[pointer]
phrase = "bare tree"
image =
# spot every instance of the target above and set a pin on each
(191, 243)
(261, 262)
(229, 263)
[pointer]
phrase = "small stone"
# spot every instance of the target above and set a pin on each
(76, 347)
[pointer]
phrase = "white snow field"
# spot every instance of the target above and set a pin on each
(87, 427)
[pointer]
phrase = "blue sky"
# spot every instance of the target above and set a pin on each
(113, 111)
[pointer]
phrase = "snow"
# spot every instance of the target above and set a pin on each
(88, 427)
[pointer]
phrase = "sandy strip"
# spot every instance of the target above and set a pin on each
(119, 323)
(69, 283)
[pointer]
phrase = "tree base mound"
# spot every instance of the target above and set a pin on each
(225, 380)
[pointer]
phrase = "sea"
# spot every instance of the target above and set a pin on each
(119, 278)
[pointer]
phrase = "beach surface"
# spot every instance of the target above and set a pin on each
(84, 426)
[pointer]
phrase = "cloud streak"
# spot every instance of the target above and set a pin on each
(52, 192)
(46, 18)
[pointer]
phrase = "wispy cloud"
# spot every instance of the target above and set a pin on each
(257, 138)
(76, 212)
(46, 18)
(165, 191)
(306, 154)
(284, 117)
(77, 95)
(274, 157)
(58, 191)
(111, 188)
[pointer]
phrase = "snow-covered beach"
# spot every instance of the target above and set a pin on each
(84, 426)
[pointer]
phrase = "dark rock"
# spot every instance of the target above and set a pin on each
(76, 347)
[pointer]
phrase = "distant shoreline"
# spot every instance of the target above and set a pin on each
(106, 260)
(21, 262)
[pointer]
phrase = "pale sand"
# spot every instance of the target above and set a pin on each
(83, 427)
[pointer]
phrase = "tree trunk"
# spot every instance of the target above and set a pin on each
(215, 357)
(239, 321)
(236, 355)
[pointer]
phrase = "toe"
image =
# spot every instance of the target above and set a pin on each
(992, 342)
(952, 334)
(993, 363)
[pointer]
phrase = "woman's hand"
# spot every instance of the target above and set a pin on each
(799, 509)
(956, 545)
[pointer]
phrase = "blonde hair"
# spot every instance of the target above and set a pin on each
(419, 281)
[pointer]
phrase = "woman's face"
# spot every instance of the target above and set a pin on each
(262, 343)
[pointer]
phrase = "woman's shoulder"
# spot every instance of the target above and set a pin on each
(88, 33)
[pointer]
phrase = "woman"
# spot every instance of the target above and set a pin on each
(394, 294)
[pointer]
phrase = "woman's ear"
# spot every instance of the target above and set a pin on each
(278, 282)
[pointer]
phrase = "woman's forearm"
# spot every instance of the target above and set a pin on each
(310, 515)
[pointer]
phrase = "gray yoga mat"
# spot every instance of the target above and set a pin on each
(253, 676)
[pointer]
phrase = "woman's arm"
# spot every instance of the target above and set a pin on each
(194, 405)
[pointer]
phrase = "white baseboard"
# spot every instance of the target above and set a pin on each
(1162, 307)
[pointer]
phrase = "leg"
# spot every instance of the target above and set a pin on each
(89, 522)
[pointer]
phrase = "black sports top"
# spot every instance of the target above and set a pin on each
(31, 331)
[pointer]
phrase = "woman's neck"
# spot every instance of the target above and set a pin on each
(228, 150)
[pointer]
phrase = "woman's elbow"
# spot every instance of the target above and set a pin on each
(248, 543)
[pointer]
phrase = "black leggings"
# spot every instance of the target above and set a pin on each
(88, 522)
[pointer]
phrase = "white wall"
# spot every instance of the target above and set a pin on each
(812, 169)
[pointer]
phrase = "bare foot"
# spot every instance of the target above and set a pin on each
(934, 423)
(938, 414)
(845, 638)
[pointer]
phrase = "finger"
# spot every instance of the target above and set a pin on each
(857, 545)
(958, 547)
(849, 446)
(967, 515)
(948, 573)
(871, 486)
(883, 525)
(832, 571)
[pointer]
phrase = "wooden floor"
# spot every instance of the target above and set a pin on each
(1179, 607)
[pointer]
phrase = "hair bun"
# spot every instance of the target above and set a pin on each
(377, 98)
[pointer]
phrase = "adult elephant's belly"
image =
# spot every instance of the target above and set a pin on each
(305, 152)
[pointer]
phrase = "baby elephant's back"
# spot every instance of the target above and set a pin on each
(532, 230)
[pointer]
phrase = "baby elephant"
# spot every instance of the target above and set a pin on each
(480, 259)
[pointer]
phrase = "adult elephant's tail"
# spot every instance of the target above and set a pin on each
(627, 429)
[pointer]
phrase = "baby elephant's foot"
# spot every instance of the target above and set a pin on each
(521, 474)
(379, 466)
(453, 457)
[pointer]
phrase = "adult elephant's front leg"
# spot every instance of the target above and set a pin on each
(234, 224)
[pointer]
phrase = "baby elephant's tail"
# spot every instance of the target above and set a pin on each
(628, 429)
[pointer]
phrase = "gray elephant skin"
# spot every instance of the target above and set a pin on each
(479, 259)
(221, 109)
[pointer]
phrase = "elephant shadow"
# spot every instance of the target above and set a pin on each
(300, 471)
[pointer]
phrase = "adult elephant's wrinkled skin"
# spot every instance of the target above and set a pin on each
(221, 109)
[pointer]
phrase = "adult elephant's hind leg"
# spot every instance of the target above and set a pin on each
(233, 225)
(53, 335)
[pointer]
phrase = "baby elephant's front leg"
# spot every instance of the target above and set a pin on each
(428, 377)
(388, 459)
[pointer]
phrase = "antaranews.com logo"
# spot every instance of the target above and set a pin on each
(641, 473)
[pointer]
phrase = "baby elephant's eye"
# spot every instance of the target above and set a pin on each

■ ■ ■

List every line of the records that contains the word "skin", copying each line in full.

phrase = "gray elephant skin"
phrase = "adult elephant's wrinkled skin"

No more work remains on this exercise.